#### Extracted material

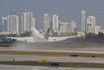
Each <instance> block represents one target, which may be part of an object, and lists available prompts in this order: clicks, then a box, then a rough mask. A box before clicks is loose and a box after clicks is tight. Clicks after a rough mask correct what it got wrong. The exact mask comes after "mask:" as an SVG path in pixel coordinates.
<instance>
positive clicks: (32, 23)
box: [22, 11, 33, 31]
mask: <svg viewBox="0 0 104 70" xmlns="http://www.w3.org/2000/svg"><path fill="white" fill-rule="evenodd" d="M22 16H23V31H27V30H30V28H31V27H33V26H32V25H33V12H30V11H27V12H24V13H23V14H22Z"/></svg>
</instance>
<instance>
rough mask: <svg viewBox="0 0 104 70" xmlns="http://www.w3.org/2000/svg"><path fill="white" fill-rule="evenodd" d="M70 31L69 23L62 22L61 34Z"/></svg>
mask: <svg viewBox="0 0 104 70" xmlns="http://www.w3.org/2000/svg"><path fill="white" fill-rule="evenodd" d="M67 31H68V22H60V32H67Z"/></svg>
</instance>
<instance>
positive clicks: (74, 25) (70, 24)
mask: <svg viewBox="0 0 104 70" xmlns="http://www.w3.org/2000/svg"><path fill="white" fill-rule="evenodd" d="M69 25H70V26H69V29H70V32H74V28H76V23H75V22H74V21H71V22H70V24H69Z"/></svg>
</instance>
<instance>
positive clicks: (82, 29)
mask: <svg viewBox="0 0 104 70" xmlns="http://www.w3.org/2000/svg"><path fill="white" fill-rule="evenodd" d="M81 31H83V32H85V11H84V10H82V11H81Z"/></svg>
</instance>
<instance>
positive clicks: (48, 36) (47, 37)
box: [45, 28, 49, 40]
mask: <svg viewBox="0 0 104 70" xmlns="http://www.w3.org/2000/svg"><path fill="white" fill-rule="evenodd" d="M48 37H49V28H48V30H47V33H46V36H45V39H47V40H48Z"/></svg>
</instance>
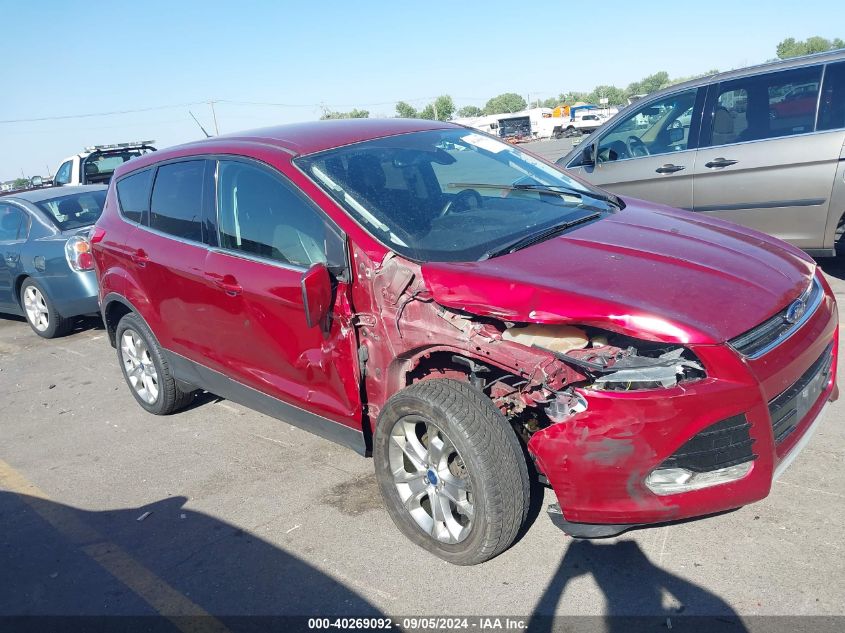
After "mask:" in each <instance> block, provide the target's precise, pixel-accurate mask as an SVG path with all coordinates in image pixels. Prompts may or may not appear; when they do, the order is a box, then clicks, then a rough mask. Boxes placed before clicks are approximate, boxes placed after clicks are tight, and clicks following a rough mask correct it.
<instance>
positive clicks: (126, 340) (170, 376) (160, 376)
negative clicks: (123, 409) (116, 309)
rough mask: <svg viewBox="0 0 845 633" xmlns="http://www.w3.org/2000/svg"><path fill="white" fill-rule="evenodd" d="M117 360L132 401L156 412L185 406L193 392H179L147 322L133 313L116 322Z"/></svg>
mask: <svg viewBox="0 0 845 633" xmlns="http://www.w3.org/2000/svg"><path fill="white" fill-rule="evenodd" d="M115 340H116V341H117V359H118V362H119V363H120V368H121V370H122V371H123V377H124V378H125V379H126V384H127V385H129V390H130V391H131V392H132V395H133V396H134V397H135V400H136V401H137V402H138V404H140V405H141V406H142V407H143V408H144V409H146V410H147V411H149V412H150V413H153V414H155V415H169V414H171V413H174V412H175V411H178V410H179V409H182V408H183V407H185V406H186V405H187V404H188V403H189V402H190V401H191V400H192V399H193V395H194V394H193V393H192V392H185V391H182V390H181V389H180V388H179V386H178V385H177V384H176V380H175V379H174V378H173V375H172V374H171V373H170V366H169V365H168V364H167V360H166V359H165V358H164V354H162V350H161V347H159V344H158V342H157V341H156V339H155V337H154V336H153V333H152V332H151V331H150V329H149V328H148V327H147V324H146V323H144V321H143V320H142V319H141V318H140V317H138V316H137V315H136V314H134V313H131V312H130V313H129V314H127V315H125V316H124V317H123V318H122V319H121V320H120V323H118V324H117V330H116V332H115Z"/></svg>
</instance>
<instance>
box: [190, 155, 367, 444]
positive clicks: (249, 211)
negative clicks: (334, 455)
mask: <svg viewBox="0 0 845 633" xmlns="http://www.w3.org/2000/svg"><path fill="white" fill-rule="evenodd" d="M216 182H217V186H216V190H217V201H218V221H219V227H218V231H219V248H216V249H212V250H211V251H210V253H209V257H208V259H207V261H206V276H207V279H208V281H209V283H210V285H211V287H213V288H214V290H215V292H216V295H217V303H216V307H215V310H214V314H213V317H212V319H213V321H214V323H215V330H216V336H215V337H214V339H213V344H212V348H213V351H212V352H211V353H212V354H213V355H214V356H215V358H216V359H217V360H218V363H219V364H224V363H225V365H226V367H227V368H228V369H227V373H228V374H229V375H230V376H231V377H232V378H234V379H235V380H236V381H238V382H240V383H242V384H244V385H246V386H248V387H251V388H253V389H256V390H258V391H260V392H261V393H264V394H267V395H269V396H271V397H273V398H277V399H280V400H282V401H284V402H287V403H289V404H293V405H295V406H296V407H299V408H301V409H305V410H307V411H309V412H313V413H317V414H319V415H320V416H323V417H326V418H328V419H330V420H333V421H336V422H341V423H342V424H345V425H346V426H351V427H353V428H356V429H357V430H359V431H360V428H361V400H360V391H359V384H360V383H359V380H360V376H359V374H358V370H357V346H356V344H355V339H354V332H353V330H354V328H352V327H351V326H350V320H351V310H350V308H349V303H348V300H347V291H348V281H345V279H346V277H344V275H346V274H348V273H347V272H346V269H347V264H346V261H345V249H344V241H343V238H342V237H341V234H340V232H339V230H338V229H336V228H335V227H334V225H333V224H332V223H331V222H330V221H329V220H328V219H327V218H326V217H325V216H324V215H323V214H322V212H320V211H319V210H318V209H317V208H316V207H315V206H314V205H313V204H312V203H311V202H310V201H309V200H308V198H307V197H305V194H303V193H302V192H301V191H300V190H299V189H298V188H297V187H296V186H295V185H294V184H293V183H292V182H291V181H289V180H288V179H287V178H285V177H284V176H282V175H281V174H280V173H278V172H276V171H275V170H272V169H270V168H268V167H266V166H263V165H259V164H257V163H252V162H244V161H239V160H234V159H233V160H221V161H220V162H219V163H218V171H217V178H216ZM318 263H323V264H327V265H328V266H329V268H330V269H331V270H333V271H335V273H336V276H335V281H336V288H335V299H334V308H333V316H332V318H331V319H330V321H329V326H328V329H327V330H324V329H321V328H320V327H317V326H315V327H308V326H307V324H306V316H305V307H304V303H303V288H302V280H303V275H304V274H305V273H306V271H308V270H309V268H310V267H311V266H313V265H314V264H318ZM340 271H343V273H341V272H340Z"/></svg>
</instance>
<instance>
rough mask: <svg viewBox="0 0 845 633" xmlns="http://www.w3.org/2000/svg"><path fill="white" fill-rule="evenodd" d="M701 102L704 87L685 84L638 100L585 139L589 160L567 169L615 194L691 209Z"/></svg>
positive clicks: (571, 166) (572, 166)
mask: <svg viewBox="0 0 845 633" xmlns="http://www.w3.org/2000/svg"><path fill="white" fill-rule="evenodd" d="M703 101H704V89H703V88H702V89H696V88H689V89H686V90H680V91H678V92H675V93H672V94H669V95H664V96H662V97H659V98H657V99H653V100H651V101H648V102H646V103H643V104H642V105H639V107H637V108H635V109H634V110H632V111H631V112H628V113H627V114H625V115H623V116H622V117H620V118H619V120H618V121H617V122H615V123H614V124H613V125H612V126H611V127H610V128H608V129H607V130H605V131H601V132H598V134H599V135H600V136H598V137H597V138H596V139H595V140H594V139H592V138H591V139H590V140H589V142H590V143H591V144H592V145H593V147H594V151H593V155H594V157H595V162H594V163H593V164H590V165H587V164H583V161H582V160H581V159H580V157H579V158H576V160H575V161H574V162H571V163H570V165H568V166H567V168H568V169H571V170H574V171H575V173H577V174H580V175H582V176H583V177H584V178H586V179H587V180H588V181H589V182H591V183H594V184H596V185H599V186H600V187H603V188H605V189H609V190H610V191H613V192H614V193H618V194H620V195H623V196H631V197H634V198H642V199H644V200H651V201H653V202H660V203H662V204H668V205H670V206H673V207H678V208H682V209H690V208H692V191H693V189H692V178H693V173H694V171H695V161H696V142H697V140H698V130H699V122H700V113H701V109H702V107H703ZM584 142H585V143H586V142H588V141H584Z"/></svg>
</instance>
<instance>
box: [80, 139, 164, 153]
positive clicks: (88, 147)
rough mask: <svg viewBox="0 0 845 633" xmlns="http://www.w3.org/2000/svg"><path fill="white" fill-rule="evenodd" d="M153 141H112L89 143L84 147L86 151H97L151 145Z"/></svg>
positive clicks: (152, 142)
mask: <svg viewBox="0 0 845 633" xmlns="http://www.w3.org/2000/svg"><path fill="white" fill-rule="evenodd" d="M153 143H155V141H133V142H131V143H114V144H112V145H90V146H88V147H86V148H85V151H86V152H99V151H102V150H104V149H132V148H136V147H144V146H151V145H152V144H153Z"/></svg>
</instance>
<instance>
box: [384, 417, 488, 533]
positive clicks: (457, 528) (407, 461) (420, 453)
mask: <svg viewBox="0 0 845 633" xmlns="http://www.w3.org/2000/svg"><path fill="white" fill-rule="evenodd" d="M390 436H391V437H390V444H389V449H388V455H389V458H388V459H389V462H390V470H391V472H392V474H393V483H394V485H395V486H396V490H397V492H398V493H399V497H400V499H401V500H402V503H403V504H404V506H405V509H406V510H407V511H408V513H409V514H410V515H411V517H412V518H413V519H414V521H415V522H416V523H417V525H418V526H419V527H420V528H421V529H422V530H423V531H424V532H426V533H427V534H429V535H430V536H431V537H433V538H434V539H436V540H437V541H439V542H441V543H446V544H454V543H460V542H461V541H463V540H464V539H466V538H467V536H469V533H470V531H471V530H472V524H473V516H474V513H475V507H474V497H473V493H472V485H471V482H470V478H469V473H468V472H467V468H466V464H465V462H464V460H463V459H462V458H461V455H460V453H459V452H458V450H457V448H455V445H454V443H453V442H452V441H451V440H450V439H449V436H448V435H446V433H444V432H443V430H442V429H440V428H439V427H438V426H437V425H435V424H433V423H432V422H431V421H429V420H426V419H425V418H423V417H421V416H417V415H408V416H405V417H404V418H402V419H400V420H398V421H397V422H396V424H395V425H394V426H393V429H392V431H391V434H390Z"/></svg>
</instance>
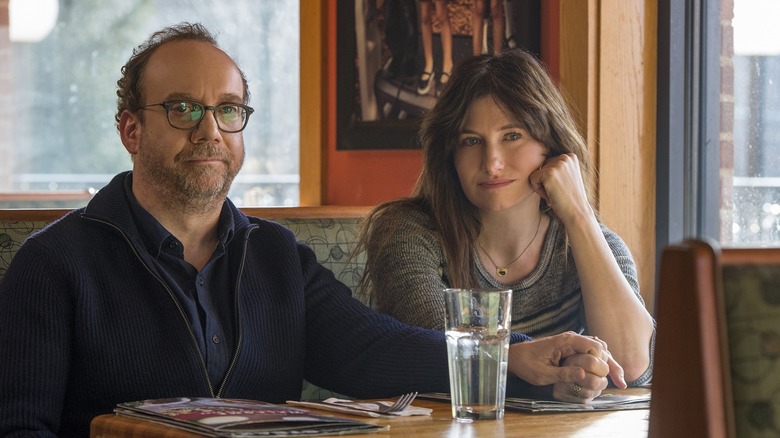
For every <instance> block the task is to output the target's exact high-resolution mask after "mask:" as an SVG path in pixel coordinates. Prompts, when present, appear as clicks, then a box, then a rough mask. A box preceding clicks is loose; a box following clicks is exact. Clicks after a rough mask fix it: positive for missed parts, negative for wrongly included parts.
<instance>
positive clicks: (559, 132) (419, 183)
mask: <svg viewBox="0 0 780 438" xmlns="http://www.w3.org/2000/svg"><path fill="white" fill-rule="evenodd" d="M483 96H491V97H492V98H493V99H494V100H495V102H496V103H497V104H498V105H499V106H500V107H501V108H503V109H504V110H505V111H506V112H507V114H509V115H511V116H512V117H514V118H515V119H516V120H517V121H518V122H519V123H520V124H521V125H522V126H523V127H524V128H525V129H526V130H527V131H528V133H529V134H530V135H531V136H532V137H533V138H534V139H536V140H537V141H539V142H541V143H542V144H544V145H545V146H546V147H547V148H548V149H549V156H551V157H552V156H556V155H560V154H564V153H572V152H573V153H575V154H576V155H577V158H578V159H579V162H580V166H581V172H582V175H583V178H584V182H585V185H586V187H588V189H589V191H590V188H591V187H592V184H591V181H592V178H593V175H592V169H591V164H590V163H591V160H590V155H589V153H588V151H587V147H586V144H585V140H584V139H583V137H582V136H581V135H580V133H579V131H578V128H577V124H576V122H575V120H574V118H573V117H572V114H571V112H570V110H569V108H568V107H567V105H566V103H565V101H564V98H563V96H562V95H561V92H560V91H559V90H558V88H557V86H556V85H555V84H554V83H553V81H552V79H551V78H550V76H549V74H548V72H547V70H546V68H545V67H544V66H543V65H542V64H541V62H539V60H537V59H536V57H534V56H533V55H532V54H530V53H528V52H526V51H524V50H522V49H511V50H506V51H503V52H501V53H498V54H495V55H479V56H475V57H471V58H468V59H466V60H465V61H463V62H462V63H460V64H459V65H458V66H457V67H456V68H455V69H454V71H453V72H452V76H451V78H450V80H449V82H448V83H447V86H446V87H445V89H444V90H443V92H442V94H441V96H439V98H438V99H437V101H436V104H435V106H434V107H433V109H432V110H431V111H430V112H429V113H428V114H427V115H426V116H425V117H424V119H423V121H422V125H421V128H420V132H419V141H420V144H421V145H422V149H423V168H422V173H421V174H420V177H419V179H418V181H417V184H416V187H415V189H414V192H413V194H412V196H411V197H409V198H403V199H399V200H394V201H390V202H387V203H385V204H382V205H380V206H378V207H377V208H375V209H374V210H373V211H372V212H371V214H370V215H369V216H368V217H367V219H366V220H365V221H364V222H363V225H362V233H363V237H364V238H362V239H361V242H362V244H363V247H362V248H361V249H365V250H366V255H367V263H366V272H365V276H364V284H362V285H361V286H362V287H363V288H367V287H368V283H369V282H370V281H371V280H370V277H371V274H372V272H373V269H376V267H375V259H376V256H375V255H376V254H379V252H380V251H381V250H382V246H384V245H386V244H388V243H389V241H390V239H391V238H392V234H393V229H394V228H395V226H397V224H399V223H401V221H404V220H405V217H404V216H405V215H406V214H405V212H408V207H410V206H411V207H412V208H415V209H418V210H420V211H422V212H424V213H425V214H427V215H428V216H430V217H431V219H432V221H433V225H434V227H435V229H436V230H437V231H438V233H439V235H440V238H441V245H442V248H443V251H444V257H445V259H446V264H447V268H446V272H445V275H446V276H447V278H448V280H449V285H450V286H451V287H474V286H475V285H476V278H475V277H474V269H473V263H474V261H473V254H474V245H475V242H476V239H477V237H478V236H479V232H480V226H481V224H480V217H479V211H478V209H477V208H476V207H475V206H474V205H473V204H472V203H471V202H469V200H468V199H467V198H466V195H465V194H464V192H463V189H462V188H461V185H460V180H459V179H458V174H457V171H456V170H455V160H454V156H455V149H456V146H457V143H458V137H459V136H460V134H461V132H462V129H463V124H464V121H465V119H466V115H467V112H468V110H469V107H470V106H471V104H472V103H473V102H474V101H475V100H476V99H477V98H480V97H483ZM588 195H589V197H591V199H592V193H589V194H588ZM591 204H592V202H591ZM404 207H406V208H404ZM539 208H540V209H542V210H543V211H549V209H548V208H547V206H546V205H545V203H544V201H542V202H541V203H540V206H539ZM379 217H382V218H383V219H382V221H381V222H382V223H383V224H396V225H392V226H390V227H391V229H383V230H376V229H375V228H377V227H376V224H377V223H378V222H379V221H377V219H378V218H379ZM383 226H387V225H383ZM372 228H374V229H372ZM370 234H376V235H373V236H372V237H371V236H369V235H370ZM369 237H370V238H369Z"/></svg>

########

Task to carry out - From the records above, print only the lines between the one holding "mask correct it." and the one holding "negative clicks: (123, 409) (116, 309)", inclusive, exactly as they stand.

Problem solution -
After "mask:" in each <instance> block, provide the target's precise, pixel-accurate mask as an SVG path with all coordinates in image pixels. Prompts may or may not appear; when they do, the order is a box, then clicks, then a rough mask. Boxes placed before clicks are approximate, boxes placed after clicks are tight, and clicks following a rough mask correct it.
<instance>
positive clicks: (126, 340) (170, 376) (160, 376)
negative clicks: (123, 409) (116, 309)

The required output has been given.